▶ [WRITTEN PROBLEM]
Gather every line in the records below that contains the word "aircraft".

▶ [SUPPLIED ENTRIES]

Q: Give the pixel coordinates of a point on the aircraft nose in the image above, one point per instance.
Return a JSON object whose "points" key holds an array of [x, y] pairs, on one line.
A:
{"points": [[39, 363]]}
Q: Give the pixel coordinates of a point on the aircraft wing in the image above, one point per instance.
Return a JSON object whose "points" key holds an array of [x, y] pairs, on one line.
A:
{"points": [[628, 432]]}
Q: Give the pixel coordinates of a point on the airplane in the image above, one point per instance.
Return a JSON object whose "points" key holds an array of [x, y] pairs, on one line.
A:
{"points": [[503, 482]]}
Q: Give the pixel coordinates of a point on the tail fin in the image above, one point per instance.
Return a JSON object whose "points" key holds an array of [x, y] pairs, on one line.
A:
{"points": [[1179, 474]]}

---

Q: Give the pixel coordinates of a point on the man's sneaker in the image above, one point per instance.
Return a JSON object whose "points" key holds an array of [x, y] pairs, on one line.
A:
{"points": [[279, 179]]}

--

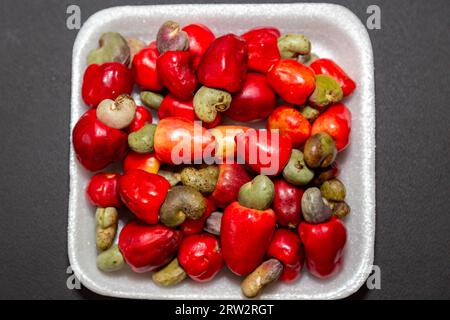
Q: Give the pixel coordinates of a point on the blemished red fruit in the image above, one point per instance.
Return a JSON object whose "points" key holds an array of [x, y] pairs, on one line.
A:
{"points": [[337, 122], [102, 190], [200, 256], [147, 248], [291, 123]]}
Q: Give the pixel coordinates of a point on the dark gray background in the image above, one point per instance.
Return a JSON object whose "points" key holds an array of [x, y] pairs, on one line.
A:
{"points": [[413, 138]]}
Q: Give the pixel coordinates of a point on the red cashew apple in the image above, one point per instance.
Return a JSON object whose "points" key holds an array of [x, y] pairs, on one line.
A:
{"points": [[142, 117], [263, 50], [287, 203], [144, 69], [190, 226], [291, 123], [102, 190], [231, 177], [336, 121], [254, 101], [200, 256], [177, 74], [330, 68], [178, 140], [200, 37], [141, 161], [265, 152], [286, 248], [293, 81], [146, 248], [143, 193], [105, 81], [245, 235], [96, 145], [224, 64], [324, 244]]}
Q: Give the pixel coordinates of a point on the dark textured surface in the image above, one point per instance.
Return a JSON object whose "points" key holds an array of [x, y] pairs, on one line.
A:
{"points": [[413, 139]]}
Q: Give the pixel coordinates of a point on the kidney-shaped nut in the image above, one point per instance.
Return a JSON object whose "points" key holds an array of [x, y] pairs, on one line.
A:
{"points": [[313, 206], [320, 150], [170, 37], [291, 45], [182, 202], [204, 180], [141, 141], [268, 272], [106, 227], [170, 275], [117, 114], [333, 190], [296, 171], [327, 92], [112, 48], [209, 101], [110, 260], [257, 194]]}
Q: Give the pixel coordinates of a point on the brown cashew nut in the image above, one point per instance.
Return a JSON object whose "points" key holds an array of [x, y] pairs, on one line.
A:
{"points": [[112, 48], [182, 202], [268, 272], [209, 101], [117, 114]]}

▶ [FULL OUTPUT]
Q: Give the pixel coordinates of a point on the aircraft nose in the image above, one point per instance.
Q: Give the pixel coordinates of a point on the aircraft wing in the image above, one point per instance.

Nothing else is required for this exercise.